In this role, she is accountable for the People & Culture agenda at BMO, which includes Human Resources, Corporate Communications, the Office of the Chief Executive Officer, BMO Quebec and the bank’s corporate university, BMO IFL.
Mona has held roles in human resources and in the business over her 20 years at BMO. She was a Retail Banking Sales Leader at BMO in the GTA and VP Product and Marketing Officer at ePost (a joint venture between Canada post and BMO), in addition to a range of senior HR roles such as CHRO of Canada’s Personal and Commercial Banking group and Chief Learning & Talent Officer.

Dr. Mary A. O’Sullivan
Dr. Mary A. O’Sullivan is Professor of Economic History at the University of Geneva in Switzerland. Her research focuses on the history of capitalism, with particular attention to enterprises, industries and financial institutions, as well as the history of economic thought with regard to profit, finance and capital. Her most recent book, Dividends of Development: Securities Markets in the History of U.S. Capitalism, 1866-1922, was published by Oxford University Press in September 2016. Dr. O’Sullivan was a Fellow of the Wissenschaftskolleg zu Berlin for 2016-2017, she served as the president of the Business History Conference in 2017-2018 and she is a Research Member of the European Corporate Governance Institute. She is currently working on a project on the history of profit – see “The Intelligent Woman’s Guide to Capitalism,” Enterprise and Society, vol. 19, no. 4, Winter 2018 – as well as the history of the Great Depression of the 1930s (see “Eine historische Fiktion,” Spiegel Geschichte, Ausgabe 5, 2020, 134-140).

Saved data entries:
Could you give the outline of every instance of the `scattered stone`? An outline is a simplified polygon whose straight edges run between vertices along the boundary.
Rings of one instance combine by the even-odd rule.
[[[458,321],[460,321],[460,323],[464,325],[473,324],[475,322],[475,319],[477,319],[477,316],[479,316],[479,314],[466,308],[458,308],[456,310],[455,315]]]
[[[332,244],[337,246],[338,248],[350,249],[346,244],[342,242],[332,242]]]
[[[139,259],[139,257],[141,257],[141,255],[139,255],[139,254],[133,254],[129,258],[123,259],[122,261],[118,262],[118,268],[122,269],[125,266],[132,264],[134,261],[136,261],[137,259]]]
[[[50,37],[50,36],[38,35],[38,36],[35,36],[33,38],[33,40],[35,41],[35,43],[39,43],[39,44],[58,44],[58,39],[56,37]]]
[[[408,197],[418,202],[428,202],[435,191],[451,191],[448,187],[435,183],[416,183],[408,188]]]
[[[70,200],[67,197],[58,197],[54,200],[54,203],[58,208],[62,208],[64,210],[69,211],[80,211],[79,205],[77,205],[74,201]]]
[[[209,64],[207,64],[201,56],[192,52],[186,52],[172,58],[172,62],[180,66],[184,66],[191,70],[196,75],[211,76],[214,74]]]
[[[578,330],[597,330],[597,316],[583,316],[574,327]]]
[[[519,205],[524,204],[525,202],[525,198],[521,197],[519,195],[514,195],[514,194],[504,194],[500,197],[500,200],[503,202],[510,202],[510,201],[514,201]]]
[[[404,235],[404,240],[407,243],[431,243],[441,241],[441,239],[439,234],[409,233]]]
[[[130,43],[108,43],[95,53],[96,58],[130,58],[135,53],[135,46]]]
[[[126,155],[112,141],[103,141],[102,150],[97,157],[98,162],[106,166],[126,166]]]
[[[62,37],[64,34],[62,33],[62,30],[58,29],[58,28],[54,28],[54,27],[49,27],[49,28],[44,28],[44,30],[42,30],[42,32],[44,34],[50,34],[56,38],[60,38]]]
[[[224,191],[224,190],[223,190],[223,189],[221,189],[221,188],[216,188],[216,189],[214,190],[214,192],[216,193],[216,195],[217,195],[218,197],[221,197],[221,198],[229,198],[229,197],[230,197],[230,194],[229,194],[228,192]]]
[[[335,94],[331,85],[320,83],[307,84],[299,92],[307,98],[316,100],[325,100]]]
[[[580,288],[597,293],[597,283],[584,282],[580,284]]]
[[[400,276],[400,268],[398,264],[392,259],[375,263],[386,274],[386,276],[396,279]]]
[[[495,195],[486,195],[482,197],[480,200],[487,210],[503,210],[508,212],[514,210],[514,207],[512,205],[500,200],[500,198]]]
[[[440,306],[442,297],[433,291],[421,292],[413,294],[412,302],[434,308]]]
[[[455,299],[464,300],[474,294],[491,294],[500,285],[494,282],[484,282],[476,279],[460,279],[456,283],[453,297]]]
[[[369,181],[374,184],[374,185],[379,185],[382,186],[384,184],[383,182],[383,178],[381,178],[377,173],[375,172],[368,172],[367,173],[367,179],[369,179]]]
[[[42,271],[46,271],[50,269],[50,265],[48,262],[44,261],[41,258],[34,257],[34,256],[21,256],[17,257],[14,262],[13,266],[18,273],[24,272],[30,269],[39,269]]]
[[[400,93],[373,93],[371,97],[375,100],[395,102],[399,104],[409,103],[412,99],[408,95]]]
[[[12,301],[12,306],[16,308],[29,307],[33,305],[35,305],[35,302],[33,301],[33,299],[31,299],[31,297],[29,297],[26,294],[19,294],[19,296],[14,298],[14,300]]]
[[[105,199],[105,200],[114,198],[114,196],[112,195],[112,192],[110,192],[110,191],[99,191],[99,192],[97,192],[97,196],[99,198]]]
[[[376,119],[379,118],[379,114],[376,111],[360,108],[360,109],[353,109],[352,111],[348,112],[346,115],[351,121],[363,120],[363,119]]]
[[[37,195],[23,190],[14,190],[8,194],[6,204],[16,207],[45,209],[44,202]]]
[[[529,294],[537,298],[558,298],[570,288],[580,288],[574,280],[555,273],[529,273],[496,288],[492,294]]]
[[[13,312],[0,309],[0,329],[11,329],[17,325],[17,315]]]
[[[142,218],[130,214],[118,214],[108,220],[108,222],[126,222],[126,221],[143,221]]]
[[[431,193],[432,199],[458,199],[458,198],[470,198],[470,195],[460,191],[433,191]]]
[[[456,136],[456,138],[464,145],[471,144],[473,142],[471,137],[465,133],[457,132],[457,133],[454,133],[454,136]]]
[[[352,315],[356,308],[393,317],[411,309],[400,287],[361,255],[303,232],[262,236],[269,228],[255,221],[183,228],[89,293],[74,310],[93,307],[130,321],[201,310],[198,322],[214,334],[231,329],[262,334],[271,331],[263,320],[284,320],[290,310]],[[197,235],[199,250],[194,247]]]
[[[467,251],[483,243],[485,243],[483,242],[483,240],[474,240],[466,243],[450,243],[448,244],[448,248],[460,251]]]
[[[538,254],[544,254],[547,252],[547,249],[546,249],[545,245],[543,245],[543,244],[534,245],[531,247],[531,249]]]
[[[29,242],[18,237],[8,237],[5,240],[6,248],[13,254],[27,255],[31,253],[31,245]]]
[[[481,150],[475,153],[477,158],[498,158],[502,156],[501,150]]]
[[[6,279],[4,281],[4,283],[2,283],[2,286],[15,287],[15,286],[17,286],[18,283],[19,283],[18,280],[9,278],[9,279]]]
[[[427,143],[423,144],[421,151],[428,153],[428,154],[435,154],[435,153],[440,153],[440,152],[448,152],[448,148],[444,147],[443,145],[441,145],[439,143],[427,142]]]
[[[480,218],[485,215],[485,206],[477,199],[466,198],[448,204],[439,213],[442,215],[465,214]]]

WORK ORDER A: Using the biographical passage, explain how Mona's post at ePost relates to her 20 years at BMO.
WORK ORDER B: Extend the biographical passage by writing what comes after its final sentence.
The listing is separate material and is unrelated to the biographical passage.

RESULT A: Her post at ePost counts within her BMO career because ePost was a joint venture between Canada Post and BMO. For that reason, the role of VP Product and Marketing Officer there is listed with her other positions at the bank.

RESULT B:
Dr. Andrea H. Schneider-Braunberger
Dr. Andrea Schneider-Braunberger has been the CEO of Gesellschaft für Unternehmensgeschichte (GUG: Association of Business History) since 1996. Located in Frankfurt, Germany, GUG acts as a platform for connecting academia and business in the field of business history by offering workshops, conferences and journals, etc., as well as being a consulting firm specializing in research, business history and the creation of innovative corporate archives. In addition, Dr. Schneider is a past president of the European Business History Association (EBHA). She currently serves as a member of the board of trustees of the Historical Museum of Frankfurt, Germany. Dr. Schneider has co-authored more than 100 research projects in her capacity at GUG and helped create a significant number of company archives. She is also the author of numerous books, mostly in the field of banking history and family firms. Her latest book, co-authored with Stephanie Tilly, analyzes the history of a family-owned bank: Alles mit Bedacht? 225 Jahre Bankhaus C.L. Seeliger (2019, Joh. Heinr. Meyer GmbH). Dr. Schneider’s current research interest focusses on the uses of the past in family firms and the firms’ resilience, especially in times of crises.

David Walmsley
David Walmsley is The Globe and Mail's 12th editor-in-chief. He was appointed in March 2014, having previously served as Managing Editor. Under his editorship, The Globe and Mail has won the annual Michener Award for meritorious public service journalism three times as well as dominated the annual National Newspaper Awards.
The Globe and Mail won the global award for best data journalism in 2017 for its seminal investigation Unfounded.
David is a member of the World Editors' Forum of the World Association of Newspapers, a delegate to the World Economic Forum Davos, the creator of World News Day, a global day of action explaining the impact of important journalism and the most recent past chair of the Canadian Journalism Foundation.
In 2019, he co-curated in Toronto a two-day symposium Shooting War involving the world's most important conflict photographers. David is now working with Professor Anthony Feinstein (University of Toronto) to devise the world's first Moral Injury scale for journalists.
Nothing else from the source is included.